### STATED PROBLEM
Switch "photo" to "image" in the listing below, from the line containing "Where can the windshield" through the end of the listing, and write those lines out again with nothing else changed. Leave the pictures out.

==========

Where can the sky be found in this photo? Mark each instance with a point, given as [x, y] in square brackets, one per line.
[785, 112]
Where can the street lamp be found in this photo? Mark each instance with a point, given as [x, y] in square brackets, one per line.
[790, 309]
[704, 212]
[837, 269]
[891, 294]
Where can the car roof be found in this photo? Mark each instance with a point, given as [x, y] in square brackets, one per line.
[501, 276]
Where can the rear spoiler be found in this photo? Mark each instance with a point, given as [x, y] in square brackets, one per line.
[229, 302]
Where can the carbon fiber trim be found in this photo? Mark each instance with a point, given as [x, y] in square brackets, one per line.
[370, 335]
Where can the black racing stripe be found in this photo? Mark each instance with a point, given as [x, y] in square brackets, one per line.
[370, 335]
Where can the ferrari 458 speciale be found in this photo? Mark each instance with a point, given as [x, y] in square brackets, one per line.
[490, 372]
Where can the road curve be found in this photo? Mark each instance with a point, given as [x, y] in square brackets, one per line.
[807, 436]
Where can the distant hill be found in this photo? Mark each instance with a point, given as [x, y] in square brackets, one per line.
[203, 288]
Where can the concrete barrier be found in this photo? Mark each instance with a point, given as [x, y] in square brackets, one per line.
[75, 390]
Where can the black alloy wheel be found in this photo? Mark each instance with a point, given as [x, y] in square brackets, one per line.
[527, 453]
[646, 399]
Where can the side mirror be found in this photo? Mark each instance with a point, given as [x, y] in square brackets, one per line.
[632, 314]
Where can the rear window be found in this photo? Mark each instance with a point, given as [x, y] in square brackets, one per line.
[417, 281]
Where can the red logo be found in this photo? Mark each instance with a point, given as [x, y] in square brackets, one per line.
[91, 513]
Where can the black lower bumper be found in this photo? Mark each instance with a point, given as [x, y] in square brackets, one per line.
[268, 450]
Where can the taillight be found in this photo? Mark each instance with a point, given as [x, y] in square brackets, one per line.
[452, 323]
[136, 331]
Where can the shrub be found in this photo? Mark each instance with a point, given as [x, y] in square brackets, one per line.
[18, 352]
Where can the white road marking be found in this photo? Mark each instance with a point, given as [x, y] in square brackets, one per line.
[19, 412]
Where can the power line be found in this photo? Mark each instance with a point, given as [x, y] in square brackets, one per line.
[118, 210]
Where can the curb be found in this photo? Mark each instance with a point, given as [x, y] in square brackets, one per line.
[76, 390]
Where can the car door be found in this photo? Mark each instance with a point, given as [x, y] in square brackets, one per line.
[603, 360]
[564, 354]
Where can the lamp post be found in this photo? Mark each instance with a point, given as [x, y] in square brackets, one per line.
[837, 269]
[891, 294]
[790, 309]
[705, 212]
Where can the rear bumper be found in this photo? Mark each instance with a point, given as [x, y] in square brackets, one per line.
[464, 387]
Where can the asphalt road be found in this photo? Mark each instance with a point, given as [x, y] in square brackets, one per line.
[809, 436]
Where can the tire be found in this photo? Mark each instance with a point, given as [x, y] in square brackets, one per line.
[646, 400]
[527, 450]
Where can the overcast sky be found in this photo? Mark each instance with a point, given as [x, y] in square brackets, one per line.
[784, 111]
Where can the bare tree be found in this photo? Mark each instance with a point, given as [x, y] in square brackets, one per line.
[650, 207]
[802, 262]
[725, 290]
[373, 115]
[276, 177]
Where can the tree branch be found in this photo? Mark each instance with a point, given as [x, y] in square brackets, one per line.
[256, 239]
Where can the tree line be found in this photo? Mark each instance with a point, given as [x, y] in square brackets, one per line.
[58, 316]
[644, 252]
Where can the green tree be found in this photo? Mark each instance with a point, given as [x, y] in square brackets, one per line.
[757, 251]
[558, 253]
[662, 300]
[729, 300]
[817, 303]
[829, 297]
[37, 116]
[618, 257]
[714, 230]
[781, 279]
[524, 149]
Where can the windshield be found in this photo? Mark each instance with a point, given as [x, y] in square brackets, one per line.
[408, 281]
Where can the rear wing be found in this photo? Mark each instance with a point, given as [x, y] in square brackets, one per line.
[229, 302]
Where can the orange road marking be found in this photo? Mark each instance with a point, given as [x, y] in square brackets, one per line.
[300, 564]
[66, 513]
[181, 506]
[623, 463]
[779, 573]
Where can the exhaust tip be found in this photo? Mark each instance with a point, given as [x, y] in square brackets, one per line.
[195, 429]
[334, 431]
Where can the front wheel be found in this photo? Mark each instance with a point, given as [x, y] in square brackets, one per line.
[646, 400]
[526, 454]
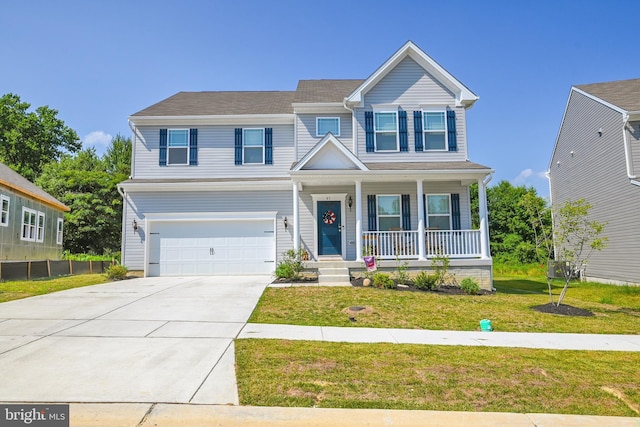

==========

### RESULT OF THE EXERCISE
Where can the windshield be found in this image? Mark each instance with a point, given as [x, y] in square brackets, one per line.
[408, 281]
Where can the rear wing be found in this image? Mark each instance with a point, given as [x, y] in square brackets, one per line.
[229, 302]
Where can the orange road marking be found in this image? Mark each instance with a point, given as [x, y] in square brackets, one per line.
[300, 564]
[66, 513]
[181, 506]
[623, 463]
[779, 573]
Where can the exhaust tip be found in this image? Mark each instance with a point, given as [x, y] in square brackets, one per line.
[195, 429]
[334, 431]
Where can the front wheel be found in this image? Mark each instance with a point, given as [x, y] in square brackets, one per line.
[646, 400]
[526, 454]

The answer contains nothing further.